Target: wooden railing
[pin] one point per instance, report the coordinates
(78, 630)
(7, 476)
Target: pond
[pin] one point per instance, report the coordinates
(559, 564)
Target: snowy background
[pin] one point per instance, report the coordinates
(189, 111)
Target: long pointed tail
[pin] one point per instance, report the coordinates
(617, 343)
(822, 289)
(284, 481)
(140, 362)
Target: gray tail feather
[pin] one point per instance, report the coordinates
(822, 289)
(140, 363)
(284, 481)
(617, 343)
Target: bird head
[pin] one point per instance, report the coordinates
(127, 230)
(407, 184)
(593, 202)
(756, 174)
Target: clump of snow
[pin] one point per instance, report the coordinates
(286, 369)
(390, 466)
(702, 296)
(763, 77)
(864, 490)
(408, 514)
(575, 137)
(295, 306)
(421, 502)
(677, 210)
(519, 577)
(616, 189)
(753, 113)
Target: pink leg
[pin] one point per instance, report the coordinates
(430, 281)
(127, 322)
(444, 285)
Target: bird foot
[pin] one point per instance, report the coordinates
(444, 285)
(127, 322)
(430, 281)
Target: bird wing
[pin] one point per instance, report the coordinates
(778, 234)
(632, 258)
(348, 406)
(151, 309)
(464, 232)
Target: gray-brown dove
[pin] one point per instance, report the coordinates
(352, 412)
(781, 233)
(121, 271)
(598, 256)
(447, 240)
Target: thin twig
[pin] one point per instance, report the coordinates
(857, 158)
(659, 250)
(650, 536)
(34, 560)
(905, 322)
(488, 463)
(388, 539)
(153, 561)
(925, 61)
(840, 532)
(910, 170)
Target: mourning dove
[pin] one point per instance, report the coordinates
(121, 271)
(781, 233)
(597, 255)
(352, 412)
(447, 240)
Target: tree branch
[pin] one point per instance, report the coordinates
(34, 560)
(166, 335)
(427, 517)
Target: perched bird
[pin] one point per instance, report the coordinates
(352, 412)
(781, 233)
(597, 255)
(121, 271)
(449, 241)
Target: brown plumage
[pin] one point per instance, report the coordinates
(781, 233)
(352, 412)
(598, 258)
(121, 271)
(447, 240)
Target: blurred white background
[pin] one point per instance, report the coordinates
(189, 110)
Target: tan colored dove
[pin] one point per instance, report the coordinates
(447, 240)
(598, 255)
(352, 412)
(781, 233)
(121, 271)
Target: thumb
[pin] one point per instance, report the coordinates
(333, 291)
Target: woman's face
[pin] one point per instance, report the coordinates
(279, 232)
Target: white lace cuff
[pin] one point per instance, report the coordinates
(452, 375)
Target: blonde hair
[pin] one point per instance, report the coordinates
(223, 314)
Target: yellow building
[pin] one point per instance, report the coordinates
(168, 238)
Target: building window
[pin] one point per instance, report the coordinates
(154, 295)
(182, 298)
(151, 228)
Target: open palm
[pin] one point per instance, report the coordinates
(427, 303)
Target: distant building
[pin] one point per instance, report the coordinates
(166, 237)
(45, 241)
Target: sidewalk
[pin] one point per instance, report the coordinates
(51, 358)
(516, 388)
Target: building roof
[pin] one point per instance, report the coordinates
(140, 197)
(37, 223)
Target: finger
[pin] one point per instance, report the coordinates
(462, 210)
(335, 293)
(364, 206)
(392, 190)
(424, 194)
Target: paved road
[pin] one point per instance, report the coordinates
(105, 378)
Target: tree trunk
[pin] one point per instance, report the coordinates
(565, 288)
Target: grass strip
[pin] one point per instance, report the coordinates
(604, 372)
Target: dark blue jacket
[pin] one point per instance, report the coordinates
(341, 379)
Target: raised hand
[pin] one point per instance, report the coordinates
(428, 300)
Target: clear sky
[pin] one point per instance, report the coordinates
========
* Prompt *
Update the data above by replacing "report" with "give" everywhere it appears. Give back every line with nothing else changed.

* Result for this task *
Target: wooden railing
[pin] one point per instance, give the coordinates
(78, 630)
(7, 476)
Target: pond
[pin] one point per instance, give the coordinates
(559, 564)
Target: snowy background
[pin] one point per instance, give the coordinates
(189, 111)
Target: long pointed tail
[pin] one point per instance, give the coordinates
(617, 343)
(822, 289)
(284, 481)
(140, 362)
Target: gray tail feather
[pin] one point per instance, give the coordinates
(822, 289)
(140, 363)
(284, 481)
(617, 343)
Target: bird head
[pin] one point per instance, give the coordinates
(127, 230)
(407, 184)
(593, 202)
(756, 174)
Target: clump of snow
[pin] one point per instance, give the coordinates
(286, 369)
(390, 466)
(702, 296)
(763, 77)
(864, 490)
(408, 514)
(575, 137)
(295, 306)
(421, 502)
(677, 210)
(519, 577)
(616, 189)
(753, 113)
Target: pink leg
[pin] one point per instance, give the coordinates
(430, 281)
(127, 322)
(444, 285)
Target: bird foot
[pin] one point per instance, give the coordinates
(444, 285)
(127, 322)
(430, 281)
Target: bird wing
[pin] one point per instance, give the coordinates
(778, 234)
(632, 258)
(348, 406)
(151, 309)
(464, 232)
Target: gray-brown dove
[pin] one point per instance, give the coordinates
(352, 412)
(781, 233)
(121, 271)
(598, 256)
(447, 240)
Target: thin twig
[pin] one point per instance, give the coordinates
(857, 158)
(659, 250)
(650, 536)
(34, 560)
(905, 322)
(488, 463)
(388, 539)
(153, 561)
(925, 61)
(840, 532)
(910, 170)
Target: mourning dove
[pin] one point per instance, give the coordinates
(121, 271)
(781, 233)
(597, 255)
(352, 412)
(447, 240)
Target: tree branch
[pin] one point per instance, give the coordinates
(34, 560)
(166, 335)
(427, 517)
Target: perched bird
[pin] one point per instance, give the coordinates
(352, 412)
(781, 233)
(597, 255)
(121, 271)
(449, 241)
Target: brown plumage
[pin] one point per instance, give the coordinates
(781, 233)
(352, 412)
(598, 258)
(121, 271)
(447, 240)
Target: blurred white background
[pin] one point per instance, give the coordinates
(189, 110)
Target: tan colored dove
[pin] one point per instance, give the coordinates
(447, 240)
(598, 255)
(352, 412)
(781, 233)
(121, 271)
Target: thumb
[pin] one point per instance, give the coordinates
(333, 291)
Target: woman's face
[pin] one point per instance, give the coordinates
(279, 232)
Target: white lace cuff
[pin] one point per instance, give the coordinates
(452, 375)
Target: blonde hair
[pin] one point per instance, give the coordinates
(223, 314)
Target: yellow building
[pin] one point per instance, give the coordinates
(168, 238)
Target: building window
[pin] one point per instance, give the coordinates
(154, 295)
(182, 298)
(151, 228)
Target: open palm
[pin] one point per instance, give the coordinates
(427, 303)
Target: distant building
[pin] one point per instance, give the coordinates
(166, 237)
(45, 241)
Target: sidewalk
[pin] one point per instance, give the coordinates
(51, 358)
(516, 388)
Target: building roof
[pin] one point per instance, give the coordinates
(140, 197)
(37, 223)
Target: finger
[pin] one point per instance, give the coordinates
(462, 210)
(335, 293)
(364, 206)
(392, 190)
(424, 194)
Target: paved road
[pin] one point per instance, give the coordinates
(105, 378)
Target: tree trunk
[pin] one point per instance, give the coordinates
(565, 288)
Target: grass strip
[pin] one point per instance, give the coordinates
(604, 372)
Target: dark blue jacket
[pin] one point per instance, give the coordinates
(341, 379)
Target: raised hand
[pin] one point per instance, give the coordinates
(428, 300)
Target: clear sky
[pin] one point per instance, give the coordinates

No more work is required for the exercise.